>> begin DATA LISTING
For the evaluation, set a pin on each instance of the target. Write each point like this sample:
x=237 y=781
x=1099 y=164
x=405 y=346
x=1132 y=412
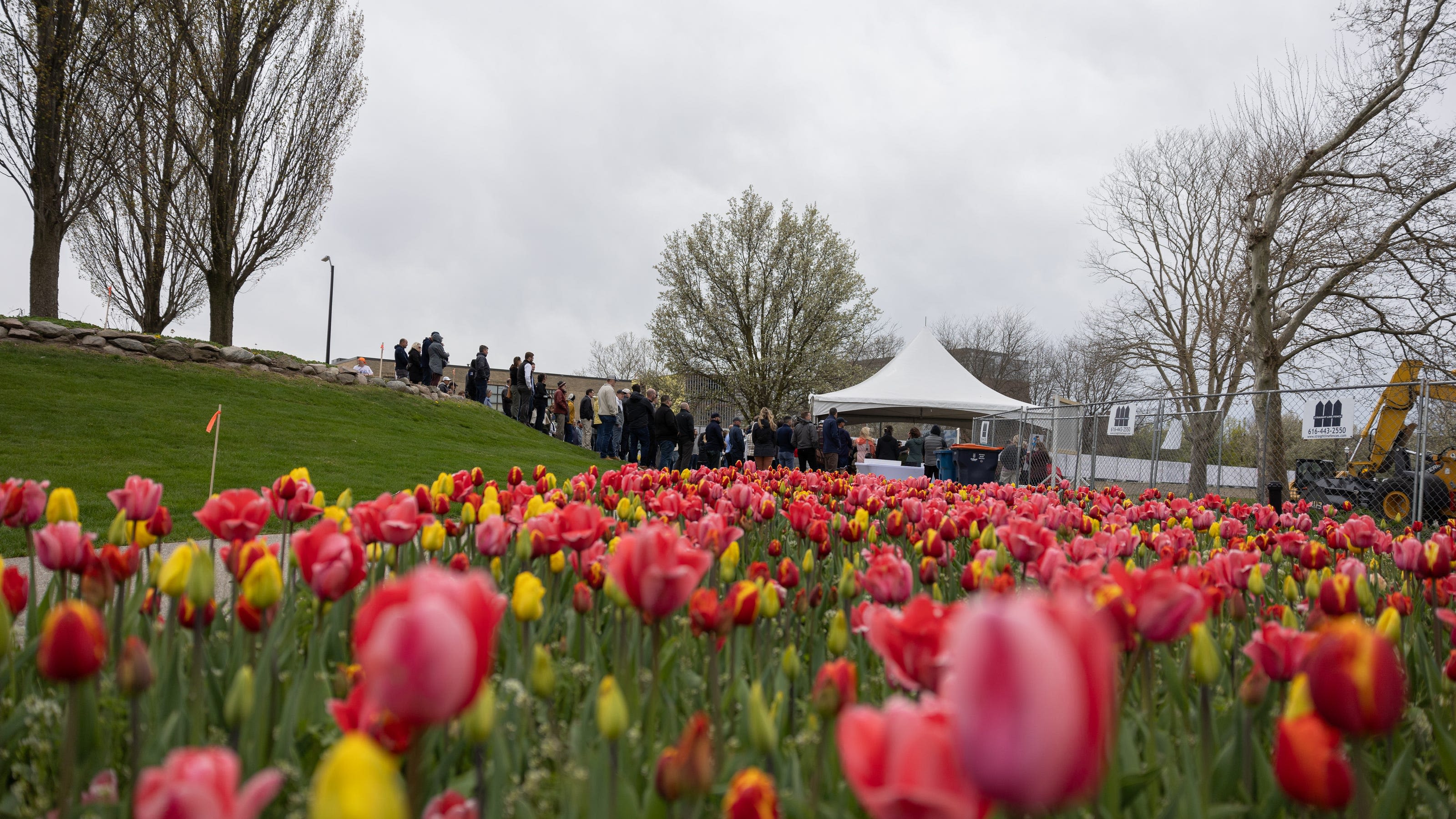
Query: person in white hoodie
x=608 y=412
>> end DATA LISTING
>> begin DATA LISTING
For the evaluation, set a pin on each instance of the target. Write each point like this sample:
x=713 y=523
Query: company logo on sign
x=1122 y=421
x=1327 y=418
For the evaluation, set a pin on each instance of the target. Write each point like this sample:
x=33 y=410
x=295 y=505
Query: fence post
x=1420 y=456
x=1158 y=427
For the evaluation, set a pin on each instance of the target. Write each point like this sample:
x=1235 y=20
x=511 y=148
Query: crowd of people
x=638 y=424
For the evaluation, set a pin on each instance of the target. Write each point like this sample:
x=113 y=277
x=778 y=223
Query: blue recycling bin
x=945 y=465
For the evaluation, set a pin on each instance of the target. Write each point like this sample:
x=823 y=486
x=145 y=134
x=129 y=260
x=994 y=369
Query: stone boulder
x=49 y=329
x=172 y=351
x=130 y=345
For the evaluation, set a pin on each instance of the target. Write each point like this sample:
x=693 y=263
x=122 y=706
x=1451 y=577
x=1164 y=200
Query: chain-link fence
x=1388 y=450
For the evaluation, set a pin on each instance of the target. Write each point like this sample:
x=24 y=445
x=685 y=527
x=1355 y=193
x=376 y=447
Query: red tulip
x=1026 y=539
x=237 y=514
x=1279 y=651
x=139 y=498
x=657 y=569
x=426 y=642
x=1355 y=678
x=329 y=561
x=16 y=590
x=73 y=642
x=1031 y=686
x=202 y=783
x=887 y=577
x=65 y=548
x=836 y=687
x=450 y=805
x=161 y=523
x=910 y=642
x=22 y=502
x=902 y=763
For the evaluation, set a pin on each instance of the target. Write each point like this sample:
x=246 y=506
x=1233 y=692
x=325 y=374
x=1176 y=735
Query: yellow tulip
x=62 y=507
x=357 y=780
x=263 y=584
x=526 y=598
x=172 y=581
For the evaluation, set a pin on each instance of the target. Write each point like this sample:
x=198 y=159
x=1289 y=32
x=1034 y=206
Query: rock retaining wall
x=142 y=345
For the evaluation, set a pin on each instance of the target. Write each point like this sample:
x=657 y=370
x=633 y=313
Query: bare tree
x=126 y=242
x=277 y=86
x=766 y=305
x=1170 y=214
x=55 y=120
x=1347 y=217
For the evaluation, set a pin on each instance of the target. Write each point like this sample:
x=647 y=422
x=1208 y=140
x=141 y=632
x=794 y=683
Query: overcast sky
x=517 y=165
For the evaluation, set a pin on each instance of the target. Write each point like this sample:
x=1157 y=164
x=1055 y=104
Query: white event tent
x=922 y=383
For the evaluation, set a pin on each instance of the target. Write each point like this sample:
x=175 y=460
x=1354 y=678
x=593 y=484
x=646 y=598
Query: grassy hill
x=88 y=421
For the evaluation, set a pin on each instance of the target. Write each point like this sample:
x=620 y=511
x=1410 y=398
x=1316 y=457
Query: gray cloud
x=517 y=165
>> end DATA LISTING
* TO BE DONE:
Pick out every line above that contains the string "fence", and copy each one in full. Case counts.

* RESULT OF THIS TASK:
Query: fence post
Query: chain-link fence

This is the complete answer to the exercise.